• TASK
Can you repeat all of the items below with "straight edges" swapped for "line segments" and nothing else changed?

• INPUT DATA
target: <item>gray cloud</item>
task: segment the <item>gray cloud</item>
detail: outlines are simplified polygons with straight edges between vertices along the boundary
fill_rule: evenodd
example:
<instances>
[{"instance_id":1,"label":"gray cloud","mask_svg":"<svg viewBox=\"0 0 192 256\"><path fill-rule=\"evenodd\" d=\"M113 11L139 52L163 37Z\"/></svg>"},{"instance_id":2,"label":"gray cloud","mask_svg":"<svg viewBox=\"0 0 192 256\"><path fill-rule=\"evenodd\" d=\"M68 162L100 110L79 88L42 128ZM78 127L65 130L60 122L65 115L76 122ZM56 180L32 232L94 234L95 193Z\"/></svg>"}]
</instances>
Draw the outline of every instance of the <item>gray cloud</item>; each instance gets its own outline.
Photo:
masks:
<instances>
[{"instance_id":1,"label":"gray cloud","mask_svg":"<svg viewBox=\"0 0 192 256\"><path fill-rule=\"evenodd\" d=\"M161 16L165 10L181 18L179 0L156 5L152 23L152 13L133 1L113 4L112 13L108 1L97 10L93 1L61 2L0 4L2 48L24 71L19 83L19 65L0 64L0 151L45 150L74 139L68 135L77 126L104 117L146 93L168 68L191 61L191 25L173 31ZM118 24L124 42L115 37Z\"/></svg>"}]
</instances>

• SOLUTION BELOW
target: <item>gray cloud</item>
task: segment the <item>gray cloud</item>
detail: outlines are simplified polygons with line segments between vertices along the boundary
fill_rule: evenodd
example:
<instances>
[{"instance_id":1,"label":"gray cloud","mask_svg":"<svg viewBox=\"0 0 192 256\"><path fill-rule=\"evenodd\" d=\"M113 11L139 52L163 37Z\"/></svg>"},{"instance_id":2,"label":"gray cloud","mask_svg":"<svg viewBox=\"0 0 192 256\"><path fill-rule=\"evenodd\" d=\"M68 162L100 110L79 88L42 128ZM78 127L65 130L60 122L65 115L76 122ZM56 180L32 232L94 234L95 193Z\"/></svg>"}]
</instances>
Draw the outline of every instance of the <item>gray cloud</item>; each instance gets its own outline.
Photo:
masks:
<instances>
[{"instance_id":1,"label":"gray cloud","mask_svg":"<svg viewBox=\"0 0 192 256\"><path fill-rule=\"evenodd\" d=\"M161 16L165 10L181 18L179 0L156 5L152 23L152 13L133 1L113 4L112 13L108 1L97 10L93 1L61 2L0 4L2 48L24 71L19 83L19 65L0 64L0 151L45 150L74 139L68 135L77 126L104 117L146 93L168 68L191 61L191 25L173 31ZM118 24L124 42L115 37Z\"/></svg>"}]
</instances>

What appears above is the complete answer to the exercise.